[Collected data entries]

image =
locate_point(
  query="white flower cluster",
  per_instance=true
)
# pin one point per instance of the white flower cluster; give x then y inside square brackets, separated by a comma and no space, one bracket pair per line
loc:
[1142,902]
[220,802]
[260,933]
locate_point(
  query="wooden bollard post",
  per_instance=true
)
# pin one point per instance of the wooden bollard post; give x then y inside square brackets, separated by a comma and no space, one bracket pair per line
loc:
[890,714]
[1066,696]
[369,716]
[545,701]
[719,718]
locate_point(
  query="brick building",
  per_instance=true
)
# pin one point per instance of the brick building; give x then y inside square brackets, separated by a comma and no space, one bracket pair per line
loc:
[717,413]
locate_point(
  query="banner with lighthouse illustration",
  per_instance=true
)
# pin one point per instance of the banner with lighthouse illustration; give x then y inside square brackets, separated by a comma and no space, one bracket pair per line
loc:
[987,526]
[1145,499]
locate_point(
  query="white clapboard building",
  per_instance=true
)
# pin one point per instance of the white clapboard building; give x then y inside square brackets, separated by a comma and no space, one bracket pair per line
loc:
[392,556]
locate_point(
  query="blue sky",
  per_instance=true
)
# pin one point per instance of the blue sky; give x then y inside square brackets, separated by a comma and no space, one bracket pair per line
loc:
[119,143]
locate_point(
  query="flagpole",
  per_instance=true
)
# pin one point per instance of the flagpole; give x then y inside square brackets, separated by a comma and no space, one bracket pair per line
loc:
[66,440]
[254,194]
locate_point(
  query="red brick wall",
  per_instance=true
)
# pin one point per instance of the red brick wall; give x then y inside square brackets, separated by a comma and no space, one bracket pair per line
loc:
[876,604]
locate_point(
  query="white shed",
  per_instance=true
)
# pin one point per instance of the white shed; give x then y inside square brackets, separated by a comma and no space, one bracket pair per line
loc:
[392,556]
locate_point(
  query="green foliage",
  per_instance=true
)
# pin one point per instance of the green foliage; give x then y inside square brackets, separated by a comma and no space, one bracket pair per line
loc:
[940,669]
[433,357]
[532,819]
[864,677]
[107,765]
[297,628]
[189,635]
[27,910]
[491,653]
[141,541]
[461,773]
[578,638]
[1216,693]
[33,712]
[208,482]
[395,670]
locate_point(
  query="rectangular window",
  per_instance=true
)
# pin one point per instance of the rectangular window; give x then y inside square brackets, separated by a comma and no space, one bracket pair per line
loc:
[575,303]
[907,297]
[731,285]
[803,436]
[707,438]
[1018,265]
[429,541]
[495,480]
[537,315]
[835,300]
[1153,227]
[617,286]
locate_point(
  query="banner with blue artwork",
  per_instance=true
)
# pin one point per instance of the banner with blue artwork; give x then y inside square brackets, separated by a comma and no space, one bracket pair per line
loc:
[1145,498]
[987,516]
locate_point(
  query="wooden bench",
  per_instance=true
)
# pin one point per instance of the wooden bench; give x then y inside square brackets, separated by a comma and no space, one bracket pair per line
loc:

__EXERCISE__
Gather every line of the material above that contains the string "clapboard", where case counts.

__WRITTEN RESPONSE__
  query="white clapboard building",
# pin one point per instance of the white clapboard building; give x then y inside square brackets, separated by a comma and no space, one bracket pair per line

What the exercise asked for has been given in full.